• Work order: The output must match the entries below exactly, with pictures removed.

• Items from a dataset:
..........

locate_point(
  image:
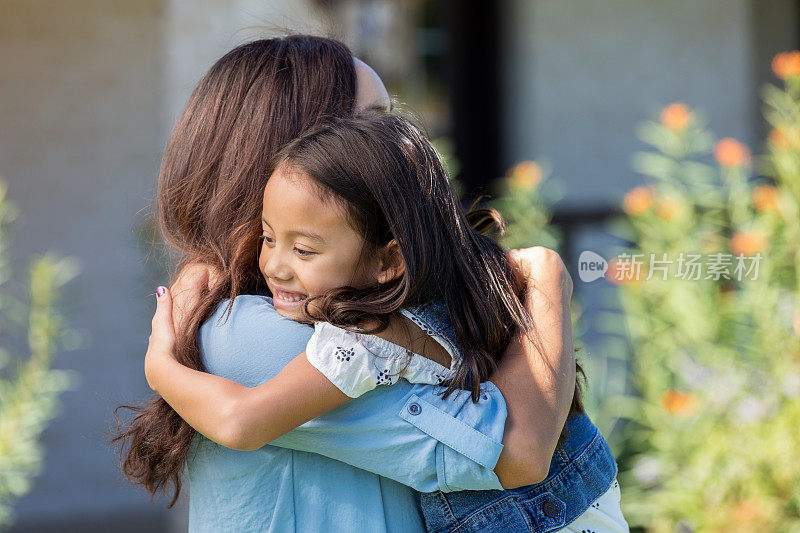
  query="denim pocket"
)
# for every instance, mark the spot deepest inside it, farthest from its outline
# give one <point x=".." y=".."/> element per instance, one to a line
<point x="502" y="516"/>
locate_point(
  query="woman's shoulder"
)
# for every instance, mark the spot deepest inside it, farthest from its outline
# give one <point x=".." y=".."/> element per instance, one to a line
<point x="248" y="341"/>
<point x="248" y="310"/>
<point x="250" y="321"/>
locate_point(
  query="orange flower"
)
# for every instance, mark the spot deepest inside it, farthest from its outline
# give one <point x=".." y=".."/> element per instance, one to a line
<point x="786" y="64"/>
<point x="766" y="197"/>
<point x="668" y="209"/>
<point x="679" y="403"/>
<point x="731" y="153"/>
<point x="525" y="175"/>
<point x="748" y="243"/>
<point x="676" y="116"/>
<point x="638" y="200"/>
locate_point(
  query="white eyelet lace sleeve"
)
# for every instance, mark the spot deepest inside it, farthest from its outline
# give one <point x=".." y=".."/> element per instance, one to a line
<point x="357" y="362"/>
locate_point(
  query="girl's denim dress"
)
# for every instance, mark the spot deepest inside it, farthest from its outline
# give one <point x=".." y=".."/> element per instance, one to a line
<point x="581" y="470"/>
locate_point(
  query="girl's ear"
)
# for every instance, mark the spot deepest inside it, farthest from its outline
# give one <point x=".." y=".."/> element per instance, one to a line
<point x="391" y="265"/>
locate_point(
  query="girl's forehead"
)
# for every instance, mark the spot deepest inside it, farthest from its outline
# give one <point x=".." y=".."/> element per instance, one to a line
<point x="292" y="199"/>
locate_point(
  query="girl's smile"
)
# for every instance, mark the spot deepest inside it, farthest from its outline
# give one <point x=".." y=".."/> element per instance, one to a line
<point x="308" y="247"/>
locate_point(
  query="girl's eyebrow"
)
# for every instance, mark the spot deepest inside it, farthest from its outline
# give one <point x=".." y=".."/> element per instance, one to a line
<point x="309" y="234"/>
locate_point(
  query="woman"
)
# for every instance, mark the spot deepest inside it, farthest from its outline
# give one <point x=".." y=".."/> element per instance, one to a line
<point x="252" y="102"/>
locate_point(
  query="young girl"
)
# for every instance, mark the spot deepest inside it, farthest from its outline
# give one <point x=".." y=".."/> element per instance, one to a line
<point x="363" y="236"/>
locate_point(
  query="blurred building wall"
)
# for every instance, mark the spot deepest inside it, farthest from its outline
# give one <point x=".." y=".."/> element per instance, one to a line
<point x="89" y="91"/>
<point x="581" y="75"/>
<point x="79" y="101"/>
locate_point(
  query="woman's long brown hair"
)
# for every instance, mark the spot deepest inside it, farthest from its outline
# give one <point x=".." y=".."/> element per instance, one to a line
<point x="251" y="103"/>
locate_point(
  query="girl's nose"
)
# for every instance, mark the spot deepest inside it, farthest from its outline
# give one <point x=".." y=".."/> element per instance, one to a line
<point x="275" y="268"/>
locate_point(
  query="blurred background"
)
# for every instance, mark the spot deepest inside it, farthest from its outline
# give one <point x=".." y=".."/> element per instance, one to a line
<point x="542" y="104"/>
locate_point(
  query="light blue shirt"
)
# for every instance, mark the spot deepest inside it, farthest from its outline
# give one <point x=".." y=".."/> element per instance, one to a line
<point x="351" y="470"/>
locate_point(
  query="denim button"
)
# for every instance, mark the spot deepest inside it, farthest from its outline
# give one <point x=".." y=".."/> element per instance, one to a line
<point x="550" y="509"/>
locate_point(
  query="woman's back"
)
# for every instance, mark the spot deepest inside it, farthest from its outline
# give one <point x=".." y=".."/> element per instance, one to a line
<point x="277" y="489"/>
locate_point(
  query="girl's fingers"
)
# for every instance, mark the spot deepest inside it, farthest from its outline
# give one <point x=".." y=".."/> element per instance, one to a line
<point x="163" y="326"/>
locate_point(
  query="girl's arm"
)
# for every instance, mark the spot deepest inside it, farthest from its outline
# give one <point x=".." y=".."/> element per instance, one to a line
<point x="230" y="414"/>
<point x="538" y="386"/>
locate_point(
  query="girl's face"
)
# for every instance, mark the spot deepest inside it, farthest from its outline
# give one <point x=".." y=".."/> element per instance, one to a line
<point x="308" y="247"/>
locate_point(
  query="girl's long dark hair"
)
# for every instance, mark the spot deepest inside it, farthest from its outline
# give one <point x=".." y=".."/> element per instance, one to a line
<point x="250" y="104"/>
<point x="388" y="177"/>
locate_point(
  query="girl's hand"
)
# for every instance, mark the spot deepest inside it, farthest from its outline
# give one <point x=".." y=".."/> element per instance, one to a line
<point x="161" y="345"/>
<point x="537" y="379"/>
<point x="544" y="267"/>
<point x="192" y="280"/>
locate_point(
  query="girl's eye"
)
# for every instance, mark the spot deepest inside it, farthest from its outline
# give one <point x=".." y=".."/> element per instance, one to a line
<point x="303" y="253"/>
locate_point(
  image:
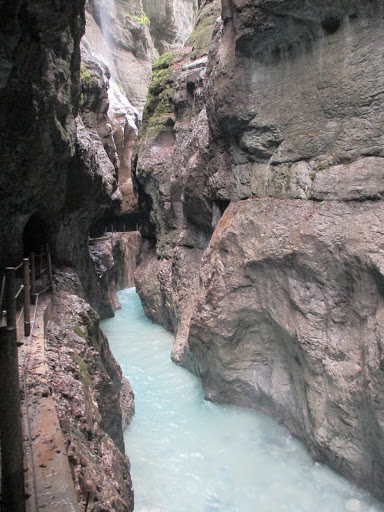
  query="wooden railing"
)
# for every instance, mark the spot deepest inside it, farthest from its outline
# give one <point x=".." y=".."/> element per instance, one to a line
<point x="22" y="280"/>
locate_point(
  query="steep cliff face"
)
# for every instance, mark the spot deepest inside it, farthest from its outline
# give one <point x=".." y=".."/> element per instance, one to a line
<point x="130" y="33"/>
<point x="58" y="179"/>
<point x="281" y="309"/>
<point x="87" y="388"/>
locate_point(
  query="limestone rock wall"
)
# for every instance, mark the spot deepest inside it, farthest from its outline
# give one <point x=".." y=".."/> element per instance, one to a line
<point x="129" y="34"/>
<point x="87" y="388"/>
<point x="275" y="110"/>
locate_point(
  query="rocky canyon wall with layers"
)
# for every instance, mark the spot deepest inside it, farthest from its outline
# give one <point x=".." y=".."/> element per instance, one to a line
<point x="129" y="35"/>
<point x="92" y="399"/>
<point x="58" y="180"/>
<point x="261" y="168"/>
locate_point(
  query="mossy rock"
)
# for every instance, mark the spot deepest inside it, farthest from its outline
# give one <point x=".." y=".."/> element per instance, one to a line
<point x="201" y="36"/>
<point x="84" y="374"/>
<point x="160" y="98"/>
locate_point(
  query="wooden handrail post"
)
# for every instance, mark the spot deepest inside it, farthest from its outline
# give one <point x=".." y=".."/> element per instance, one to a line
<point x="50" y="265"/>
<point x="12" y="469"/>
<point x="27" y="297"/>
<point x="10" y="295"/>
<point x="33" y="277"/>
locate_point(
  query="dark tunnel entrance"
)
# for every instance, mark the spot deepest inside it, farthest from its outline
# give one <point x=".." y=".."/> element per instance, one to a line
<point x="35" y="236"/>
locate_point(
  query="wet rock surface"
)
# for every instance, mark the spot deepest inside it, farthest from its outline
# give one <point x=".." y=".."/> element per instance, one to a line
<point x="114" y="257"/>
<point x="277" y="305"/>
<point x="288" y="320"/>
<point x="88" y="389"/>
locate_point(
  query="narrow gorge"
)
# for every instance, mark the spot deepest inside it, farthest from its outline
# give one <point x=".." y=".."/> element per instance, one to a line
<point x="225" y="157"/>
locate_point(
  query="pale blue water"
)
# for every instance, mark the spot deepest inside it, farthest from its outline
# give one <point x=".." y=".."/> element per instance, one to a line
<point x="189" y="455"/>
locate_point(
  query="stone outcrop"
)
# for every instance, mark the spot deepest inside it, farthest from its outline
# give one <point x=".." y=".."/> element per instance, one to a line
<point x="59" y="179"/>
<point x="114" y="257"/>
<point x="87" y="388"/>
<point x="274" y="109"/>
<point x="171" y="22"/>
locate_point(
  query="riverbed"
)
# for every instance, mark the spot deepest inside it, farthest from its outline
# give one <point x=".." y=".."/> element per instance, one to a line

..........

• Answer below:
locate_point(
  image:
  query="denim pocket"
)
# for every instance, mark the spot deepest inside it, farthest from its outline
# give one <point x=".." y=".."/> element per instance, one to a line
<point x="502" y="516"/>
locate_point(
  query="woman's shoulder"
)
# for every instance, mark the spot deepest inside it, farthest from its outline
# give one <point x=".." y=".."/> element per instance, one to a line
<point x="248" y="341"/>
<point x="248" y="310"/>
<point x="250" y="321"/>
locate_point(
  query="orange flower"
)
# for every instance, mark the spot deepest inside it, farthest from its outline
# give one <point x=".." y=".."/> element per instance, one to a line
<point x="786" y="64"/>
<point x="766" y="197"/>
<point x="668" y="209"/>
<point x="679" y="403"/>
<point x="731" y="153"/>
<point x="525" y="175"/>
<point x="748" y="243"/>
<point x="676" y="116"/>
<point x="638" y="200"/>
locate_point(
  query="white eyelet lace sleeve"
)
# for every instance, mark the spot deepest inside it, farthest from its outline
# give one <point x=".." y=".."/> element per instance, one to a line
<point x="357" y="362"/>
locate_point(
  query="girl's denim dress"
)
# for every instance, mark the spot deepest inside it, farthest from its outline
# give one <point x=".." y=".."/> element per instance, one to a line
<point x="581" y="470"/>
locate_point(
  query="girl's ear"
)
# for every instance, mark the spot deepest inside it, farthest from its outline
# give one <point x=".." y=".."/> element per instance, one to a line
<point x="391" y="265"/>
locate_point(
  query="girl's forehead"
)
# for every instance, mark the spot deepest inside it, farthest from its outline
# give one <point x=".." y=".."/> element per instance, one to a line
<point x="292" y="199"/>
locate_point(
  query="girl's smile"
)
# for every instance, mark the spot deepest inside it, farthest from its outline
# give one <point x=".." y=".."/> element per instance, one to a line
<point x="308" y="247"/>
locate_point(
  query="girl's eyebrow"
)
# for every instance, mark the spot deepest inside it, farthest from its outline
# give one <point x=".." y=".."/> element per instance, one to a line
<point x="309" y="234"/>
locate_point(
  query="woman"
)
# for every instance, mark the spot deepest inside it, farthest from its outline
# give one <point x=".." y=".."/> element per instance, one to a line
<point x="252" y="102"/>
locate_point(
  query="young girl"
)
# for every instance, mark the spot deepest inside it, farthest from its outline
# give one <point x=".." y=".."/> element per instance, one to a line
<point x="363" y="236"/>
locate_point(
  query="blurred building wall"
)
# for every instance, mark the spot deepest inside it, farthest from its outline
# give one <point x=".." y=".."/> element per instance, one to a line
<point x="89" y="91"/>
<point x="581" y="75"/>
<point x="79" y="101"/>
locate_point(
  query="woman's long brown hair"
)
# for every instance, mark the spot deepest inside it, farthest from its outline
# give one <point x=".." y=".."/> element per instance, one to a line
<point x="251" y="103"/>
locate_point(
  query="girl's nose"
)
# for every instance, mark the spot deepest inside it, farthest from its outline
# give one <point x=".." y=".."/> element per instance, one to a line
<point x="275" y="268"/>
locate_point(
  query="blurred background"
)
# for every instance, mark the spot deepest inside it, farthest from its outline
# give one <point x=".." y=".."/> element per instance, one to a line
<point x="542" y="104"/>
locate_point(
  query="light blue shirt"
)
# for every instance, mark the spot deepest inside it, farthest from its outline
# give one <point x=".." y=".."/> element per instance, one to a line
<point x="351" y="470"/>
locate_point(
  query="denim button"
)
# for every instance, mark the spot deepest inside it, farthest from its outline
# give one <point x=".." y=".."/> element per instance, one to a line
<point x="550" y="509"/>
locate_point(
  query="woman's back"
)
# for every instance, mark the spot deepest inside it, farthest from its outline
# give one <point x=".." y=".."/> element per instance, one to a line
<point x="277" y="489"/>
locate_point(
  query="girl's fingers"
)
# for every instance, mark the spot deepest inside it, farthest from its outline
# give one <point x=".." y=".."/> element per instance, one to a line
<point x="163" y="326"/>
locate_point(
  query="girl's arm"
)
# for every instance, mark the spot deepest inside it, farthest from its outline
# give one <point x=".." y=".."/> element per instance, one to a line
<point x="230" y="414"/>
<point x="538" y="386"/>
locate_point(
  query="girl's face"
)
# for every instance, mark the spot deepest inside it, farthest from its outline
# give one <point x=".." y=".."/> element per instance, one to a line
<point x="308" y="247"/>
locate_point(
  query="girl's long dark hair"
)
# for every instance, mark the spot deepest inside it, farthest from its outline
# give one <point x=".." y=".."/> element per instance, one to a line
<point x="250" y="104"/>
<point x="388" y="177"/>
locate_point(
  query="girl's hand"
)
# for every instance, mark the spot deepest inside it, farthest from its outline
# give one <point x=".." y=".."/> element per instance, one to a line
<point x="161" y="345"/>
<point x="537" y="379"/>
<point x="544" y="267"/>
<point x="192" y="280"/>
locate_point(
  query="girl's eye"
)
# for every instance, mark the spot deepest inside it, farthest from its outline
# give one <point x=".." y=".."/> element per instance, one to a line
<point x="303" y="253"/>
locate_point(
  image:
  query="wooden railing"
)
# for every instance, mark the spot deepest inside it, farthest from its outline
# give one <point x=".." y=".."/> element per instance, one to a line
<point x="22" y="280"/>
locate_point(
  query="steep cliff face"
)
# for every instance, mark the spot deepest inside it, farthest from its outline
# give one <point x=".." y=".."/> element per instance, one to a line
<point x="130" y="33"/>
<point x="58" y="179"/>
<point x="281" y="309"/>
<point x="87" y="388"/>
locate_point(
  query="limestone rock wall"
)
# for every instance, mark the spot deepest inside it, farthest from its outline
# give one <point x=".." y=".."/> element per instance, one to a line
<point x="129" y="34"/>
<point x="87" y="388"/>
<point x="275" y="110"/>
locate_point(
  query="rocky canyon wall with layers"
)
# for every instance, mark the spot deepest inside it, farthest from its outline
# give one <point x=".." y=".."/> element per instance, one to a line
<point x="129" y="35"/>
<point x="92" y="399"/>
<point x="58" y="180"/>
<point x="261" y="168"/>
locate_point(
  query="mossy rock"
)
# for every instance, mark the spot deepest inside it, farthest from its outline
# give one <point x=".." y=".."/> element per instance, one to a line
<point x="201" y="36"/>
<point x="84" y="374"/>
<point x="160" y="98"/>
locate_point(
  query="wooden handrail post"
)
# for every instance, mark the spot deepest inside it, farthest from its outline
# give one <point x=".." y=".."/> element per instance, one to a line
<point x="50" y="265"/>
<point x="12" y="469"/>
<point x="27" y="297"/>
<point x="10" y="295"/>
<point x="33" y="277"/>
locate_point(
  query="dark tunnel entrance"
)
# for every instance, mark the spot deepest inside it, farthest from its outline
# give one <point x=".." y=".."/> element per instance, one to a line
<point x="35" y="236"/>
locate_point(
  query="wet rock surface"
)
# for every instance, mark the spot deepest inside it, farthest from its outline
# give one <point x=".." y=".."/> element per instance, one to a line
<point x="114" y="257"/>
<point x="277" y="305"/>
<point x="288" y="320"/>
<point x="88" y="389"/>
locate_point(
  query="narrow gorge"
)
# for every instance, mark the spot deepest inside it, farthest from its outline
# give one <point x=".." y=".."/> element per instance, one to a line
<point x="225" y="157"/>
locate_point(
  query="pale blue water"
)
# for every instance, mark the spot deepest inside it, farthest from its outline
# give one <point x=".." y=".."/> element per instance, one to a line
<point x="189" y="455"/>
locate_point(
  query="stone outcrop"
)
# for every instance, mark the spot deepest inside it, farthest from its outline
# give one <point x=".." y=".."/> element per instance, one to a line
<point x="59" y="179"/>
<point x="114" y="257"/>
<point x="87" y="388"/>
<point x="274" y="109"/>
<point x="171" y="22"/>
locate_point(
  query="riverbed"
)
# for every instance, mark the spot deepest inside it, farthest from its outline
# give one <point x=".." y=".."/> element per instance, one to a line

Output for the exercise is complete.